## Task to complete
Please give back the part of the records that opens with the line containing "the person in" and closes with the line containing "pixel 763 772", changing every "drill" to "exercise" and leaving all else unchanged. Return only those lines.

·····

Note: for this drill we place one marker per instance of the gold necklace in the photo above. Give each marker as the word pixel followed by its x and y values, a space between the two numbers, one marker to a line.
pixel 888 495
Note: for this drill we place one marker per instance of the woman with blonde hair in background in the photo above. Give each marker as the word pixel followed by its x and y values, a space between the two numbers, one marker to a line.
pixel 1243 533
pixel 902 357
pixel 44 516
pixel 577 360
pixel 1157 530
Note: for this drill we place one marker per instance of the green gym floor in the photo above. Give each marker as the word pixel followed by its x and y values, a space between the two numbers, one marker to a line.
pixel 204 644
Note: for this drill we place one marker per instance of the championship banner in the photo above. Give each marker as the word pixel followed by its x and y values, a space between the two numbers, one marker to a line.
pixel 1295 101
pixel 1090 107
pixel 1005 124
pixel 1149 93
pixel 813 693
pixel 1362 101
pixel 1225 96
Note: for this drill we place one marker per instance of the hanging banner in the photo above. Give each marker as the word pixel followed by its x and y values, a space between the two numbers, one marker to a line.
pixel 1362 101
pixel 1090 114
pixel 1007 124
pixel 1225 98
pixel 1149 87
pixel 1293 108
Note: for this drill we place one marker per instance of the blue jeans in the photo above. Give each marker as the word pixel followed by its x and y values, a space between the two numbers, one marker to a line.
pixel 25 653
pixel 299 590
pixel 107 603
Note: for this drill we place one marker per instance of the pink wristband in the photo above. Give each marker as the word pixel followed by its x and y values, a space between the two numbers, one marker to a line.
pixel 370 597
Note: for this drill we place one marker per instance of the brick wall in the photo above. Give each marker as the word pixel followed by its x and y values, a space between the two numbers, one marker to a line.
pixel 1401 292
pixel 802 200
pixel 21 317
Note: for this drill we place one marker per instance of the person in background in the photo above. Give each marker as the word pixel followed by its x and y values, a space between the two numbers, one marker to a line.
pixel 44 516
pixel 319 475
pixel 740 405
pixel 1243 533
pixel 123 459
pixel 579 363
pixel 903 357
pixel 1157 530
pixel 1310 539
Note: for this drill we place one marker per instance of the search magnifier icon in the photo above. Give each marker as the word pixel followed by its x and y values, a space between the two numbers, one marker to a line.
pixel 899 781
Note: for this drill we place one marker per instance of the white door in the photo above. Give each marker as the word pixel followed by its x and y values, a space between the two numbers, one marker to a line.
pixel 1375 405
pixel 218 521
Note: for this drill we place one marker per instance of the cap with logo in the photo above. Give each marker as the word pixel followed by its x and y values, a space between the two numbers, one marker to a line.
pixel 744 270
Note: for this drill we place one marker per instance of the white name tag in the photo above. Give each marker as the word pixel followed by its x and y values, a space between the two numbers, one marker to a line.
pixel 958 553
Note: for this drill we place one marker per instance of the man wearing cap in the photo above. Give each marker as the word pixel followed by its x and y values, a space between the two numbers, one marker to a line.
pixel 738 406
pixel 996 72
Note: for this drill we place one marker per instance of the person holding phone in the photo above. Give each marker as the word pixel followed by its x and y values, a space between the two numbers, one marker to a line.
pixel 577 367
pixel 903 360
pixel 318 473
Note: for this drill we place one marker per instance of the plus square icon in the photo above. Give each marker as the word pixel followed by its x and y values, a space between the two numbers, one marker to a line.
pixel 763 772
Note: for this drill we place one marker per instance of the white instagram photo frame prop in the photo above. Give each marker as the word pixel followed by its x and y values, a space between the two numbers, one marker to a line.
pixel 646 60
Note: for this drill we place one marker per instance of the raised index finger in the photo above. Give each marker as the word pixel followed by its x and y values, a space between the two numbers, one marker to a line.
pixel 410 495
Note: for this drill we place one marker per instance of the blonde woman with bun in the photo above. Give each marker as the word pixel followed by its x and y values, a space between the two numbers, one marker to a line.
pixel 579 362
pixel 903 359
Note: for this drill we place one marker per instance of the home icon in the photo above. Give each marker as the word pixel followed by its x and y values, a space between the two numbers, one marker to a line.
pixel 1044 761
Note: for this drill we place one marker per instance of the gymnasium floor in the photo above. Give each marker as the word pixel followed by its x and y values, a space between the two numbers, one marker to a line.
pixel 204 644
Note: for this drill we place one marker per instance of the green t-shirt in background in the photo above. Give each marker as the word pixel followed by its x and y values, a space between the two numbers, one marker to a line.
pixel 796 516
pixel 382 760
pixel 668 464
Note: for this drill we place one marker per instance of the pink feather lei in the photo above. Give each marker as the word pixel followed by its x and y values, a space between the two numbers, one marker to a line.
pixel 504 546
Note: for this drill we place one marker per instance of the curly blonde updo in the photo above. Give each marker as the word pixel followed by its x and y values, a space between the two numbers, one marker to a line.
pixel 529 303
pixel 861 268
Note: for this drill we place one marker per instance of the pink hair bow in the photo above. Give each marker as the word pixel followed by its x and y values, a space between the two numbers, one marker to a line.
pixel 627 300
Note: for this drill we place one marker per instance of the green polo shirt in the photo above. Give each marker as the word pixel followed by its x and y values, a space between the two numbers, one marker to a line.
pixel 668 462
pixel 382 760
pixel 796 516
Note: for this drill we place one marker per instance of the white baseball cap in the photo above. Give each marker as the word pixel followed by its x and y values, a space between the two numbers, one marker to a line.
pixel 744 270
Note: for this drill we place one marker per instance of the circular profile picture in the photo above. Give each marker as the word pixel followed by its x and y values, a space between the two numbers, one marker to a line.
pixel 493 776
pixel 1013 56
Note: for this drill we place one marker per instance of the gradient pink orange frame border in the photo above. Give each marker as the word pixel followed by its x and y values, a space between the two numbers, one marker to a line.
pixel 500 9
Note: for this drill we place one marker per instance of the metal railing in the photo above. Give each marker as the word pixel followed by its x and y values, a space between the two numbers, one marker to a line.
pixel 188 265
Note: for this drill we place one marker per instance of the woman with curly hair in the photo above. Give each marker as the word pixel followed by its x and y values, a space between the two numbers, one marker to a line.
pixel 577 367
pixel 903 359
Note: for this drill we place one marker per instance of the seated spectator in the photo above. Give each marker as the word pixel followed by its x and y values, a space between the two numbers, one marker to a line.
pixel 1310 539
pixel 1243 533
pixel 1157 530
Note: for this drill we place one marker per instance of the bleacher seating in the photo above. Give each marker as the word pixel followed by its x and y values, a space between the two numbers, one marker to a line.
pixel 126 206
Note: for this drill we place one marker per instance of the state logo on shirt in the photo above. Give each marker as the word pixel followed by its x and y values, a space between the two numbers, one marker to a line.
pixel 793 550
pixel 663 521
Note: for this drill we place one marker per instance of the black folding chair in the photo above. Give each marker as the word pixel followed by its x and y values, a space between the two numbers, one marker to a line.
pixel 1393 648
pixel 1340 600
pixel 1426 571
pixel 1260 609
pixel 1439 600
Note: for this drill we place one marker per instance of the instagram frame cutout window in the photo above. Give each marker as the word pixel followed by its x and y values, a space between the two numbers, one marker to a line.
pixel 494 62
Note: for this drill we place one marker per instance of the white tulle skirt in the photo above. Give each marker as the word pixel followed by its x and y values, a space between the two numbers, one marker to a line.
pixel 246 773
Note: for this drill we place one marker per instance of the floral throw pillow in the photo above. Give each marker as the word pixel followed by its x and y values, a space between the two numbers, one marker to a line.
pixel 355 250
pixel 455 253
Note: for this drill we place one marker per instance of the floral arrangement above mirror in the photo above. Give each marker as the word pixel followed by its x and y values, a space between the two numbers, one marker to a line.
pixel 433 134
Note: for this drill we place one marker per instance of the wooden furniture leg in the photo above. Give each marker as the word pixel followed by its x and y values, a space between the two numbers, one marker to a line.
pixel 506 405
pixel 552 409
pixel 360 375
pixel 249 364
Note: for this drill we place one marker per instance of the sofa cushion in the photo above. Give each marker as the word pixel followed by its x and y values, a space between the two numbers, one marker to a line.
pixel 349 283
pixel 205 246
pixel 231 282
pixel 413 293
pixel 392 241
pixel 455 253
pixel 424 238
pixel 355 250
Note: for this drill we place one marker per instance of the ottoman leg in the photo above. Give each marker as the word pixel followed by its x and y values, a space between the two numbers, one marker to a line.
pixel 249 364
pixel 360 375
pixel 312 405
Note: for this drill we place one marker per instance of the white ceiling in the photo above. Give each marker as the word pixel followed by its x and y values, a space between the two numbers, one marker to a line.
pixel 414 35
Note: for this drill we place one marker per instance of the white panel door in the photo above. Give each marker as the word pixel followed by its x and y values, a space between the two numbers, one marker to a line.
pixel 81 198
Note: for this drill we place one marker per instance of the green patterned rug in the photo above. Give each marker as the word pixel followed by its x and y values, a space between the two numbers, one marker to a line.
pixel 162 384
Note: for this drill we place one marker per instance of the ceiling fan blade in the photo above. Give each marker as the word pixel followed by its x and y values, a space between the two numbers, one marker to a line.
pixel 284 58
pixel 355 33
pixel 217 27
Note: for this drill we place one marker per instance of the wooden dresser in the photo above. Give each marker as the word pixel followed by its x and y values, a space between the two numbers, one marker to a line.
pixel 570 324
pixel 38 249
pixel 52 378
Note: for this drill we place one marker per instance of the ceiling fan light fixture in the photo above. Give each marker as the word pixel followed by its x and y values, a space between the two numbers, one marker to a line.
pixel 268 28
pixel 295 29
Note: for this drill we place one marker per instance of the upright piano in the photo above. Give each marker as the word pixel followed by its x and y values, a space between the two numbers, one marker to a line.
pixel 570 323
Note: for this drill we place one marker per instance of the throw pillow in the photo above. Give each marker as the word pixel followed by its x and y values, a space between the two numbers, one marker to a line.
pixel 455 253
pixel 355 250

·····

## Expected output
Note: for this exercise we place one marker per instance of the person in background in the photo above. Give each marker as the word pixel followed by its x and y values, a space between the two numbers, one marker to a line.
pixel 44 516
pixel 319 475
pixel 740 405
pixel 1243 533
pixel 123 459
pixel 579 363
pixel 903 357
pixel 1157 530
pixel 1310 539
Note: for this exercise we place one marker per instance of the search magnifier icon in the photo above. Give each marker as the word pixel followed by its x and y values, a space between the two numbers, one marker to a line.
pixel 899 781
Note: for this exercise we place one marker per instance of the white door in the photo above. Give each marker as the word pixel followed by its x and y values, a space between the two numbers, one marker to a line.
pixel 1375 405
pixel 218 521
Note: for this exercise we place one marker per instance of the cap with logo in the photo above. Give each marker as the word pixel followed by its x and y values, a space between the two numbers, one marker to a line.
pixel 744 270
Note: for this exercise we place one marker per instance of the white name tag in the photo above. Give each marker as the word pixel followed by its x and y values, a space between the two numbers, one marker to a line.
pixel 958 553
Note: for this exercise we place one marker per instance of the man wearing cap in the photo above. Give each marker as the word pixel followed by its x and y values, a space between the two numbers, one marker to a line.
pixel 738 406
pixel 996 72
Note: for this exercise we place one marker per instance of the person holding phone in the photo above. Give each marker as the word pixel followed by its x and y values, a space between the two numbers, one marker to a line.
pixel 577 367
pixel 903 360
pixel 318 473
Note: for this exercise we place one marker per instance of the plus square icon in the photo above. Give each marker as the word pixel followed by its x and y values, a space between the two numbers, one marker to a line.
pixel 763 772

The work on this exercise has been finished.